Could you write out all of the data below, every line, without changing a single character?

▸ Data supplied
__________

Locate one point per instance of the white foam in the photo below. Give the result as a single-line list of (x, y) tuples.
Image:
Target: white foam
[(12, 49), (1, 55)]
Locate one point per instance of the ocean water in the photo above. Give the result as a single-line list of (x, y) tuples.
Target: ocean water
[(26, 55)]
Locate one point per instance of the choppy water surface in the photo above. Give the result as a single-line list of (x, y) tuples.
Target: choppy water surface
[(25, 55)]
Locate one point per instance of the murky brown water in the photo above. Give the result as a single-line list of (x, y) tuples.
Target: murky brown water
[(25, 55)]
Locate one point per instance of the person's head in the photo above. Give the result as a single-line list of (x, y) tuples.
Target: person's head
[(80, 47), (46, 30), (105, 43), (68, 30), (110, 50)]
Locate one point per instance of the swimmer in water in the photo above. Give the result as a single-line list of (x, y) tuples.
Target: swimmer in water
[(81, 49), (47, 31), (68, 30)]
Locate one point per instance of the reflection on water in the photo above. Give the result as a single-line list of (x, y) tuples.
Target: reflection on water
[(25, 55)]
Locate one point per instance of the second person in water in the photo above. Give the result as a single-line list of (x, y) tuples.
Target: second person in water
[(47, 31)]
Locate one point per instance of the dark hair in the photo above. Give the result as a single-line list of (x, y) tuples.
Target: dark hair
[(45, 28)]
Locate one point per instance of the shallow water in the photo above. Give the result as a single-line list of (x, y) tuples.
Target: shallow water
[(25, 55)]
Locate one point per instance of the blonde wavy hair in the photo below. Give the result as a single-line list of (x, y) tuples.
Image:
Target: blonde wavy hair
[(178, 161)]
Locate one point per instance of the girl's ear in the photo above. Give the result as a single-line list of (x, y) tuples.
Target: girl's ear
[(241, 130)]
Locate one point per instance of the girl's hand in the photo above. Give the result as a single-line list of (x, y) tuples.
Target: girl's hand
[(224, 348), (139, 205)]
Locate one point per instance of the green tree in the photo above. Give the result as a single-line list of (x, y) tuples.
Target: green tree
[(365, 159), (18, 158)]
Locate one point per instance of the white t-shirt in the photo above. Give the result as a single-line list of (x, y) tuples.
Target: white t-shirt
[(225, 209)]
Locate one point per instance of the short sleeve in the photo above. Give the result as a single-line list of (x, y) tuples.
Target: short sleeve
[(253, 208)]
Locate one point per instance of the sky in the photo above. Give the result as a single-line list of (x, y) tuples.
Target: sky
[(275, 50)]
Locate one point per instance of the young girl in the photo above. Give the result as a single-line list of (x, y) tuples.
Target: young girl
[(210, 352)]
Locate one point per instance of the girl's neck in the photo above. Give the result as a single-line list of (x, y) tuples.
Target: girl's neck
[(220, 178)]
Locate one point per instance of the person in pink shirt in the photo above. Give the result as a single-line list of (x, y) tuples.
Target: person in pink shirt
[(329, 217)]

__________

▸ Complete answer
Locate one point per instance of the white foam in the photo below. Give the result as a single-line list of (x, y) tuples.
Image:
Target: white foam
[(12, 49), (1, 55)]
Locate one point per instance of the ocean water in the photo above. Give the result as a single-line list of (x, y) tuples.
Target: ocean water
[(26, 55)]
Locate one point per instance of the choppy water surface in the photo above. Give the result as a single-line list of (x, y) tuples.
Target: choppy water surface
[(25, 55)]
Locate one point per instance of the murky brown water in the photo above. Give the result as a single-line list of (x, y) tuples.
Target: murky brown water
[(25, 55)]
Locate one point per instance of the person's head in the photo above. Give the result as a single-line list of (x, y) tuples.
Target: person's head
[(80, 47), (46, 30), (105, 43), (68, 30), (110, 50)]
Locate one point per instance of the swimmer in water in the photo above. Give the result as a single-line list of (x, y) tuples.
Target: swimmer in water
[(81, 49), (47, 31), (68, 30)]
Locate one point per instance of the reflection on water in the photo above. Give the result as a single-line list of (x, y) tuples.
Target: reflection on water
[(25, 55)]
Locate one point per instance of the second person in water in the photo above. Give the result as a single-line list of (x, y) tuples.
Target: second person in water
[(47, 31)]
Locate one point per instance of the dark hair in the photo above. Give the result as a single-line list of (x, y) tuples.
Target: dark hair
[(45, 28)]
Locate one point per instance of the shallow water in the photo above. Give the result as a single-line list of (x, y) tuples.
Target: shallow water
[(25, 55)]
Locate one point per instance of the blonde wavy hair in the photo below. Give the result as a single-line list of (x, y) tuples.
Image:
Target: blonde wavy hair
[(178, 161)]
Locate one point per instance of the girl's ear in the photo above. Give the result as a single-line list of (x, y) tuples.
Target: girl's ear
[(241, 130)]
Locate one point per instance of the girl's hand in the photo above. Give the result as a single-line list of (x, y) tuples.
Target: girl's hand
[(224, 348), (139, 205)]
Locate one point per instance of the green tree in the photo above. Give the result as a single-line list of (x, y) tuples.
Target: green tree
[(365, 159), (18, 158)]
Locate one point per instance of the white t-shirt in the photo above. Give the result as a single-line list of (x, y) tuples.
Target: white t-shirt
[(225, 209)]
Locate one point per instance of the short sleeve in the photo above. Give the result as a single-line list of (x, y) tuples.
Target: short sleeve
[(253, 208)]
Locate one point per instance of the sky in the photo above. Give the result as a single-line list of (x, y) tuples.
Target: sky
[(275, 50)]
Locate one point per instance of the young girl in the photo above. Give the result as a single-line list of (x, y) tuples.
Target: young girl
[(210, 352)]
Locate one point per instance of the girl's neck in the photo above. Give the result as a single-line list of (x, y) tuples.
Target: girl's neck
[(220, 178)]
Locate one point per instance of the person in pink shirt in the photo above. Give the result as a single-line list of (x, y) tuples.
Target: person in pink shirt
[(329, 217)]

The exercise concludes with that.